Extract provided
• • • • •

From 0db4b9fd94674fb87bcedefc470e2ca75528137a Mon Sep 17 00:00:00 2001
From: Calle Wilund <calle@scylladb.com>
Date: Mon, 4 Nov 2024 15:26:34 +0000
Subject: [PATCH] backup_task: Use task abort source in s3 client call

Fixes #20716

Propagates abort source in task object to actual network call,
thus making the upload workload more quickly abortable.

v2: Fix test to handle two versions after each other
---
 db/snapshot/backup_task.cc       |  8 ++++---
 test/object_store/test_backup.py | 40 +++++++++++++++++++++++---------
 2 files changed, 34 insertions(+), 14 deletions(-)

diff --git a/db/snapshot/backup_task.cc b/db/snapshot/backup_task.cc
index c7819061a4..33c135d849 100644
--- a/db/snapshot/backup_task.cc
+++ b/db/snapshot/backup_task.cc
@@ -82,14 +82,16 @@ future<> backup_task_impl::do_backup() {
         auto component_name = _snapshot_dir / component_ent->name;
         auto destination = fmt::format("/{}/{}/{}", _bucket, _prefix, component_ent->name);
         snap_log.trace("Upload {} to {}", component_name.native(), destination);
+
+        // Pre-upload break point. For testing abort in actual s3 client usage.

• • • • •

(Entries from a dataset)

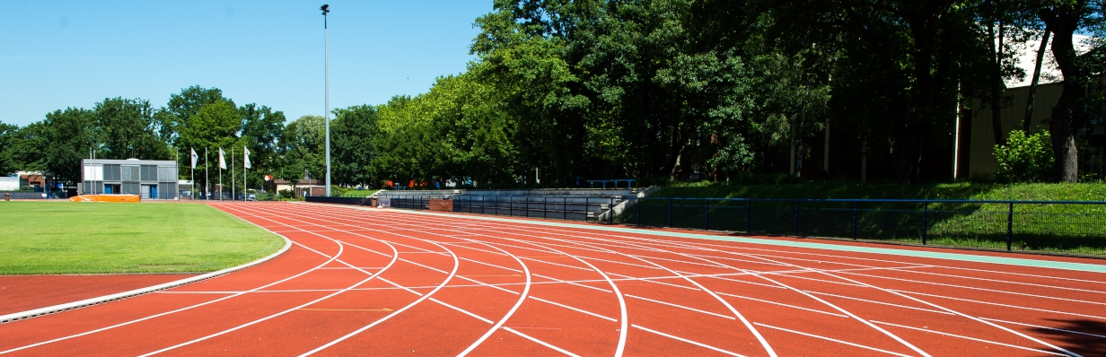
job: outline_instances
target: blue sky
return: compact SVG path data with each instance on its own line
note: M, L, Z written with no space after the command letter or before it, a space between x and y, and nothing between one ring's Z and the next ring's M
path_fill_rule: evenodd
M461 73L492 0L0 1L0 122L27 125L105 97L160 107L190 85L288 118L382 104Z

• • • • •

Set exercise
Rewrite the part of the patch that opens with the words "From 0db4b9fd94674fb87bcedefc470e2ca75528137a Mon" and closes with "more quickly abortable.", swapping "abort source" for "cancellation token".

Task solution
From 0db4b9fd94674fb87bcedefc470e2ca75528137a Mon Sep 17 00:00:00 2001
From: Calle Wilund <calle@scylladb.com>
Date: Mon, 4 Nov 2024 15:26:34 +0000
Subject: [PATCH] backup_task: Use task cancellation token in s3 client call

Fixes #20716

Propagates cancellation token in task object to actual network call,
thus making the upload workload more quickly abortable.